Reading passage:
>>>>>
On the fragility of EDR assumptions
The dashboard problem in endpoint detection is a confidence problem. EDR tools surface what they detect — which is, by construction, only the set of things the vendor's research team has seen, modelled, and decided to alert on. The set of things that did not generate an alert is invisible on the dashboard. The operational reflex is to read that silence as safety. This reflex is how persistent threats persist: not because they are undetectable in principle, but because the detection infrastructure is designed to respond, not to hunt.
Living-off-the-land attacks are the clearest illustration of the detection boundary. When an adversary avoids introducing new binaries and instead runs PowerShell, WMI, certutil, or bitsadmin — signed Microsoft tools doing things Microsoft tools sometimes legitimately do — the EDR heuristics face a categorisation problem with no clean answer. The behaviour is normal in some contexts and malicious in others. Distinguishing between them requires understanding what normal looks like for your specific environment: your user population, your software estate, your administration patterns. This is not something a vendor signature set knows. It is built from your own telemetry, your own baselines, and your own analysis.
<<<<<
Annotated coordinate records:
>>>>>
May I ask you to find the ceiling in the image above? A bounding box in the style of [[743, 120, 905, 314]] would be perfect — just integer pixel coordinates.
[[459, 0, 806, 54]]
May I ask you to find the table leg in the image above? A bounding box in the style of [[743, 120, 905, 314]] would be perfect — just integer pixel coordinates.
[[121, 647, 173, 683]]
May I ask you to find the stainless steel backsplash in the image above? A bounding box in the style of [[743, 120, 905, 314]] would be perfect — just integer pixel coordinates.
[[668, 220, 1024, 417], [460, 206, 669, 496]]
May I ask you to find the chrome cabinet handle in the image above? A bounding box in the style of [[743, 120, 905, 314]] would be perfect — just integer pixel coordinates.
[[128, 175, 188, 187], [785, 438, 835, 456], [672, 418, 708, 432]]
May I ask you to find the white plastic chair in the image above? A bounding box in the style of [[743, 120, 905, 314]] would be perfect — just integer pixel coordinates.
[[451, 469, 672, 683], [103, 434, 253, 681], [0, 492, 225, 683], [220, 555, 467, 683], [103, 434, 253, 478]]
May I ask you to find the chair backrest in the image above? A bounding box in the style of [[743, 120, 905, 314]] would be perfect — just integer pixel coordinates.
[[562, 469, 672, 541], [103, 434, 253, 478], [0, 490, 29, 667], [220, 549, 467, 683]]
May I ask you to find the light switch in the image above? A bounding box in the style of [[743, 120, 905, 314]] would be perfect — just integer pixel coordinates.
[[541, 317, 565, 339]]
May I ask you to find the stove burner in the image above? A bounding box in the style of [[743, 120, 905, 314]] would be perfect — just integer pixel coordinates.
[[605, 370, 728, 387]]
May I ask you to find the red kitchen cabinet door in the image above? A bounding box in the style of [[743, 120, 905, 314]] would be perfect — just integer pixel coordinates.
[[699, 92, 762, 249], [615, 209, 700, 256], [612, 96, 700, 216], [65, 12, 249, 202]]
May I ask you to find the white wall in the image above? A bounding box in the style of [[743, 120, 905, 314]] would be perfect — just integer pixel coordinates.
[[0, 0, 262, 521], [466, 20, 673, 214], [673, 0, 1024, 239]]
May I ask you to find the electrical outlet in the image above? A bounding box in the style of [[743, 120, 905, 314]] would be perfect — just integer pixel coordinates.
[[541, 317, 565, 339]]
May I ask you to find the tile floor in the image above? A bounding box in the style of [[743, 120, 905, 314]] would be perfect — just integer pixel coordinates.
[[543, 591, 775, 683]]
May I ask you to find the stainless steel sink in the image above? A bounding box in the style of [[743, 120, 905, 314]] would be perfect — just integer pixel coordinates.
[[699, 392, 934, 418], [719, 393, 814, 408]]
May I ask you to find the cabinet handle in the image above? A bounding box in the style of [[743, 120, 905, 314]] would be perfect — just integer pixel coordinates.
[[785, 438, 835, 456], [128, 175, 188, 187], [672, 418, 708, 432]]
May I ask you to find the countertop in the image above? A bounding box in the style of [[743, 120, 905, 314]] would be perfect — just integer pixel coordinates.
<<<<<
Work to do:
(a) Please translate this sentence from the EDR passage into Spanish: "The behaviour is normal in some contexts and malicious in others."
(b) Write out the part of the EDR passage from "Living-off-the-land attacks are" up to and including "your own analysis.", word for word.

Solutions below:
(a) El comportamiento es normal en algunos contextos y malicioso en otros.

(b)
Living-off-the-land attacks are the clearest illustration of the detection boundary. When an adversary avoids introducing new binaries and instead runs PowerShell, WMI, certutil, or bitsadmin — signed Microsoft tools doing things Microsoft tools sometimes legitimately do — the EDR heuristics face a categorisation problem with no clean answer. The behaviour is normal in some contexts and malicious in others. Distinguishing between them requires understanding what normal looks like for your specific environment: your user population, your software estate, your administration patterns. This is not something a vendor signature set knows. It is built from your own telemetry, your own baselines, and your own analysis.